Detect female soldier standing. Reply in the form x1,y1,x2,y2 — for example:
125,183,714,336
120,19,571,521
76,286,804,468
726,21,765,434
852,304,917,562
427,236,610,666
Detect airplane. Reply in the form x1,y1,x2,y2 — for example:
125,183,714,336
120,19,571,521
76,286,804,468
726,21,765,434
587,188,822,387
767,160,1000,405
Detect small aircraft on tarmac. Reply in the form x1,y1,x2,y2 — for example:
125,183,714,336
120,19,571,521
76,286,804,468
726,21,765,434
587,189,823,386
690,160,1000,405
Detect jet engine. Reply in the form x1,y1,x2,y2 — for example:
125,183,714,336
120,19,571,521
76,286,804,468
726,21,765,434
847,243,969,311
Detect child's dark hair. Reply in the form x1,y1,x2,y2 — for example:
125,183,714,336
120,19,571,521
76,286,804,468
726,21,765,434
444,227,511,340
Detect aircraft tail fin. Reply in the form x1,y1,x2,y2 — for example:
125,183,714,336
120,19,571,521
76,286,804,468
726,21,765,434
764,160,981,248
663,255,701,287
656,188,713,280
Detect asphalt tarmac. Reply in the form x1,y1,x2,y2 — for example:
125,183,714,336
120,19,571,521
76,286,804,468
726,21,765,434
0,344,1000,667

# Stated goal:
Reproduce all of the entries above word for word, leaving every line unchanged.

# Exercise solution:
Detect female soldier standing. Reply in the form x1,y1,x2,y2 — for example:
125,183,714,336
120,19,571,521
76,286,804,468
726,21,765,434
852,304,917,562
427,236,610,666
Detect airplane. Reply in the form x1,y1,x2,y2 — for example:
125,183,714,336
120,19,571,521
76,286,804,468
726,21,765,434
587,188,822,387
767,160,1000,405
Detect small aircraft on tarmac. Reply in the form x1,y1,x2,y2 — for example:
125,183,714,336
120,19,571,521
76,286,804,468
726,21,765,434
587,189,823,386
690,160,1000,405
Detect jet engine. Reply in the form x1,y1,x2,y2 — for example:
125,183,714,336
120,19,571,521
76,286,804,468
726,21,765,434
847,243,969,311
Detect child's dark hair. Reply in the form x1,y1,x2,y2 — for example:
125,183,714,336
120,19,571,521
76,286,804,468
726,21,765,434
444,227,511,340
Detect aircraft tail fin. Reply in the form x1,y1,x2,y2 — for example:
125,183,714,336
120,19,571,521
76,286,804,468
726,21,765,434
764,160,981,248
663,255,701,287
656,188,713,280
Detect asphalt tarmac. Reply in the form x1,y1,x2,y2 — for example:
125,183,714,336
120,19,571,521
76,286,804,468
726,21,765,434
0,344,1000,667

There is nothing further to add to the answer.